QUOTED TEXT:
Opinion
103709/10.
October 1, 2010.
Weiner Brodsky Sidman Kider PC, Washington, DC, Law Office of Howard W. Newman, New Hyde Park, NY For Petitioner/Plaintiff.
Andrew M. Cuomo, Attorney, General of the State of New York, New York, For Respondent Defendants.
DECISION AND ORDER
Papers considered in review of this petition and cross motion to dismiss:
Petition...................1 Cross Motion and Opp.......2 Reply......................3In this hybrid action brought as an Article 78 proceeding in the nature of mandamus, petitioner/plaintiff Howard W. Newman ("Newman") seeks an order compelling the respondents/defendants Superintendent of Banks ("Superintendent") and the New York State Department of Banking ("Banking") (collectively the "Respondents" or the "Department") to issue a declaratory ruling interpreting N.Y. Banking Law § 6- 1 (l)(f) and 3 N.Y.C.R.R. 41.1, defining "points and fees" in the context of a table-funded loan, for the purposes of determining whether a home loan is "high cost, and stating that the servicing release fee that a Mortgage Banker receives in connection with a table funded transaction is not included in the "points and fees" test.
In the alterative, Newman seeks a declaratory judgment stating that the servicing release fee that a mortgage banker receives in connection with a table funded transaction is not included in the "points and fees" test, and an injunction preventing Respondents from taking enforcement action based on a contrary interpretation.

ENTRIES SHOWN:
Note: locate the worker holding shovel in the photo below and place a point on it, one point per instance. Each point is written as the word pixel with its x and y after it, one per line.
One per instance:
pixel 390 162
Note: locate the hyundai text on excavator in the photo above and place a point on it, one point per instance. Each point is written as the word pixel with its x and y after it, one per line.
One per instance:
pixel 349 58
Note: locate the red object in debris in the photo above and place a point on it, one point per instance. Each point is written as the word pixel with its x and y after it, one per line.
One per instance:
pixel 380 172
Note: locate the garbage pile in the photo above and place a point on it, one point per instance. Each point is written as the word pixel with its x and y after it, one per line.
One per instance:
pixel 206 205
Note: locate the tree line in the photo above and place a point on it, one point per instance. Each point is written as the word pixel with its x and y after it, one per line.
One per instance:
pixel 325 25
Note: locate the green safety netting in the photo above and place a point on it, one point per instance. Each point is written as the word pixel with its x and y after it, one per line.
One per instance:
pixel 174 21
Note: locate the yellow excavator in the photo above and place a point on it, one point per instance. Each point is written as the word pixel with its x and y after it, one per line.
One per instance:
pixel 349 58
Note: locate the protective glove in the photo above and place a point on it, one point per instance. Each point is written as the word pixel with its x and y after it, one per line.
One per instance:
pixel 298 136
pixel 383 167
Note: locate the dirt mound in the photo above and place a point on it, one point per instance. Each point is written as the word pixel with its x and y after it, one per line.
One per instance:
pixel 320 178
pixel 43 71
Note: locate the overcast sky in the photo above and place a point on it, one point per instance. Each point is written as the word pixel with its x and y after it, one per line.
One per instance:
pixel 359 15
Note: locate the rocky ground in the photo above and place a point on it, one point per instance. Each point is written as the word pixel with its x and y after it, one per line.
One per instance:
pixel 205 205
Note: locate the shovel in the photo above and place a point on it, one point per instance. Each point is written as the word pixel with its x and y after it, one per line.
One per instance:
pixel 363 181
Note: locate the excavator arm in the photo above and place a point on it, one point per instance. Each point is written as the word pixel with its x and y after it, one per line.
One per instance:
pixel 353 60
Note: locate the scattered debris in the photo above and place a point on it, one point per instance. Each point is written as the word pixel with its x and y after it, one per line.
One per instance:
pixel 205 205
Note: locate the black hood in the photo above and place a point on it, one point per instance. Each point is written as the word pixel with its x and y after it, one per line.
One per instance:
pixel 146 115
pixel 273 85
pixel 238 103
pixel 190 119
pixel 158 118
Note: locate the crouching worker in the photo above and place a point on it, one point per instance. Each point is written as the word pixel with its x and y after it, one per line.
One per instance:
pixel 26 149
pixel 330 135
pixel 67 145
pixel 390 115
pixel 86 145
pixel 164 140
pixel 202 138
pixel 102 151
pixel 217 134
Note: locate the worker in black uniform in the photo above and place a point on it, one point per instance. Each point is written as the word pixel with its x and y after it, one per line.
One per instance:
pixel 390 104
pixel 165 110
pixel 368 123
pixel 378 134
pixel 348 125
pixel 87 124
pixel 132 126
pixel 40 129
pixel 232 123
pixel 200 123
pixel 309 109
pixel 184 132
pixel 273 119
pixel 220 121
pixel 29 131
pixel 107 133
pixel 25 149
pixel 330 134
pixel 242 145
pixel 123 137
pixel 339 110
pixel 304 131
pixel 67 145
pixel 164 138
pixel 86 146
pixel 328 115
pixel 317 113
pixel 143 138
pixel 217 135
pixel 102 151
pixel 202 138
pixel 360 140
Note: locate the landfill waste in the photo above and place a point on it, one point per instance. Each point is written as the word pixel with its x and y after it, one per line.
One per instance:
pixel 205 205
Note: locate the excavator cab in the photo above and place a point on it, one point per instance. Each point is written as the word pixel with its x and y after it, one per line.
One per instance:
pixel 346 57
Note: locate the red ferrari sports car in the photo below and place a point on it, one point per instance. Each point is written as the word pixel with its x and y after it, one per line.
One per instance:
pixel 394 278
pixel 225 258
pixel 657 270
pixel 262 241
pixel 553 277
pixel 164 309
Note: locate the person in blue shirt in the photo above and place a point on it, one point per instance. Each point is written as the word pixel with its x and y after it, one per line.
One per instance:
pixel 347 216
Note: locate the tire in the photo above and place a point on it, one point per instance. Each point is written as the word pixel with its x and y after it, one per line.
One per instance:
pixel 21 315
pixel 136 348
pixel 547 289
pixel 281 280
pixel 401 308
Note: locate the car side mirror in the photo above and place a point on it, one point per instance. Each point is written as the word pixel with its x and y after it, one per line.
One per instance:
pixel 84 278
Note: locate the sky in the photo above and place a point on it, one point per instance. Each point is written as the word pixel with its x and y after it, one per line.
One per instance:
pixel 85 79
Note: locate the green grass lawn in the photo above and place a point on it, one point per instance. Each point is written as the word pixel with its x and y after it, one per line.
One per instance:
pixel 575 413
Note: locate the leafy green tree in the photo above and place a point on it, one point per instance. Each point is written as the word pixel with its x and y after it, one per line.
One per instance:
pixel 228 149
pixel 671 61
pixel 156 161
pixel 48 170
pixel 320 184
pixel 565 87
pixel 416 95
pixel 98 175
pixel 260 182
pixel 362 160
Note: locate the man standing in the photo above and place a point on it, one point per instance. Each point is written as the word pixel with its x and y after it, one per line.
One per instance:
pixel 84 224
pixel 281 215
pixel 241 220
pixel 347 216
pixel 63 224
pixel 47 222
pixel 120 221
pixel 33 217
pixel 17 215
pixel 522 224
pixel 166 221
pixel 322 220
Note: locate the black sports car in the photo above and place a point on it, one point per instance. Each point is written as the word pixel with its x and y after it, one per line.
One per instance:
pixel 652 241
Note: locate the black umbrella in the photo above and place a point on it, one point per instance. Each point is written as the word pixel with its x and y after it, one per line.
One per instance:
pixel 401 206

GOAL: In the court decision above, what kind of proceeding is Newman's hybrid action brought as?

COMPLETE ANSWER: An Article 78 proceeding in the nature of mandamus.